Source material:
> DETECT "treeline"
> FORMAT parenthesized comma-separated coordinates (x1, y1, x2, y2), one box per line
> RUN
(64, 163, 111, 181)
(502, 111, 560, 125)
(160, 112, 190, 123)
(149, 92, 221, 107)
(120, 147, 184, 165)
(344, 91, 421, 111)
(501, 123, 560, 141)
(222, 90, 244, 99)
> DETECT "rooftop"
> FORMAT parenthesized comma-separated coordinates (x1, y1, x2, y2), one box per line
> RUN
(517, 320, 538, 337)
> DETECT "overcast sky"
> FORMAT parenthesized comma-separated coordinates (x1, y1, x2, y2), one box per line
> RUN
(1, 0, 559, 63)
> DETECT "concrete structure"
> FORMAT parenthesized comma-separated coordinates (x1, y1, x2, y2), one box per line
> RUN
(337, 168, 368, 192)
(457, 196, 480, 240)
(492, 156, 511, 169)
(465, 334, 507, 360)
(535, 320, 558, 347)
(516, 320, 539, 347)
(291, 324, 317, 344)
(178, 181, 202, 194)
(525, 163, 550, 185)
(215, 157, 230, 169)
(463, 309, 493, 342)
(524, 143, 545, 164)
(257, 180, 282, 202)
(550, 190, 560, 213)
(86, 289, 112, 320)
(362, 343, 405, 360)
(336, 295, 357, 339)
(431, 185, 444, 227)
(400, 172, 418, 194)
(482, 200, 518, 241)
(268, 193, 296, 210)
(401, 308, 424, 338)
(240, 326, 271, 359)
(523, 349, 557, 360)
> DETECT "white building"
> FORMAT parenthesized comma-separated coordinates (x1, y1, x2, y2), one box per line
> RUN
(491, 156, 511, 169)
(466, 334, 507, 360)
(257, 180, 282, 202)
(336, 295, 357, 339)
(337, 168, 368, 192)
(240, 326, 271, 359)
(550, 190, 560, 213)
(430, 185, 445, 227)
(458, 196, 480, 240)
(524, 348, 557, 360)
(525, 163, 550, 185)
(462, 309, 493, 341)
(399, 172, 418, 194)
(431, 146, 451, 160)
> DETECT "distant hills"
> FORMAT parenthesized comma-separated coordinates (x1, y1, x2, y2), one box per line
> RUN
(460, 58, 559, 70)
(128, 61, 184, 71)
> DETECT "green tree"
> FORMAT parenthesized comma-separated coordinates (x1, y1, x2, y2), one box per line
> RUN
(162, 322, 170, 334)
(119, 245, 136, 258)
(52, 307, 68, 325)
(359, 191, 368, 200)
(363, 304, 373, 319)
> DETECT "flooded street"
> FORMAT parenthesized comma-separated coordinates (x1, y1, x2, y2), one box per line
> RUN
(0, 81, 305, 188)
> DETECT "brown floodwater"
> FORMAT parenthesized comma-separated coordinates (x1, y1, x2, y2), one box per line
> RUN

Exercise instructions: Once you have read the records above, write them out again exactly.

Output:
> DETECT "treeline"
> FORMAT parenthesized comma-separated coordinates (x1, y1, x2, y2), one box per line
> RUN
(64, 163, 111, 181)
(502, 111, 560, 125)
(160, 112, 190, 123)
(149, 92, 221, 107)
(120, 147, 184, 165)
(344, 91, 421, 111)
(501, 123, 560, 141)
(222, 90, 244, 99)
> DETECT "rooftop"
> FORMAT parenthesized comma-separated coordinates (x1, y1, x2, y2), one box per line
> RUN
(517, 320, 538, 337)
> DETECT "overcast sky"
> FORMAT parenthesized comma-separated coordinates (x1, y1, x2, y2), one box per line
> RUN
(1, 0, 559, 63)
> DETECT "concrete structure"
> FORMAT parenthesized comma-separated coordinates (x1, y1, x2, y2), one box per line
> RUN
(337, 168, 368, 192)
(457, 196, 480, 240)
(492, 156, 511, 169)
(465, 334, 507, 360)
(535, 320, 558, 347)
(516, 320, 539, 347)
(291, 324, 317, 344)
(178, 181, 202, 194)
(525, 163, 550, 185)
(215, 157, 230, 169)
(463, 309, 493, 342)
(524, 143, 545, 164)
(257, 180, 282, 202)
(550, 190, 560, 213)
(86, 289, 112, 320)
(362, 343, 405, 360)
(336, 295, 357, 339)
(431, 185, 444, 227)
(400, 172, 418, 194)
(482, 200, 518, 241)
(268, 193, 296, 210)
(401, 308, 424, 338)
(240, 326, 271, 359)
(523, 349, 557, 360)
> DETECT "white building"
> FORMAT parenthesized comma-separated coordinates (x1, y1, x2, y2), one box per line
> RUN
(491, 156, 511, 169)
(466, 334, 507, 360)
(257, 180, 282, 202)
(336, 295, 357, 339)
(337, 168, 368, 192)
(240, 326, 271, 359)
(550, 190, 560, 213)
(430, 185, 445, 227)
(458, 196, 480, 240)
(524, 348, 557, 360)
(525, 163, 550, 185)
(462, 309, 493, 341)
(399, 172, 418, 194)
(431, 146, 451, 160)
> DETECT "distant hills"
> FORMAT parenthesized comma-separated coordinates (x1, y1, x2, y2), one box per line
> RUN
(460, 58, 559, 70)
(128, 61, 184, 71)
> DETECT "green tree"
> FORMAT parenthesized comma-separated coordinates (x1, y1, x2, y2), one box per line
> RUN
(162, 322, 170, 334)
(119, 245, 136, 258)
(52, 307, 68, 325)
(359, 191, 368, 200)
(363, 304, 373, 319)
> DETECT "flooded street"
> FORMAT parenthesized comma-separated coordinates (x1, y1, x2, y2), one box per line
> RUN
(0, 81, 305, 188)
> DETECT "brown floodwater"
> FORMAT parenthesized comma-separated coordinates (x1, y1, x2, y2), one box per line
> RUN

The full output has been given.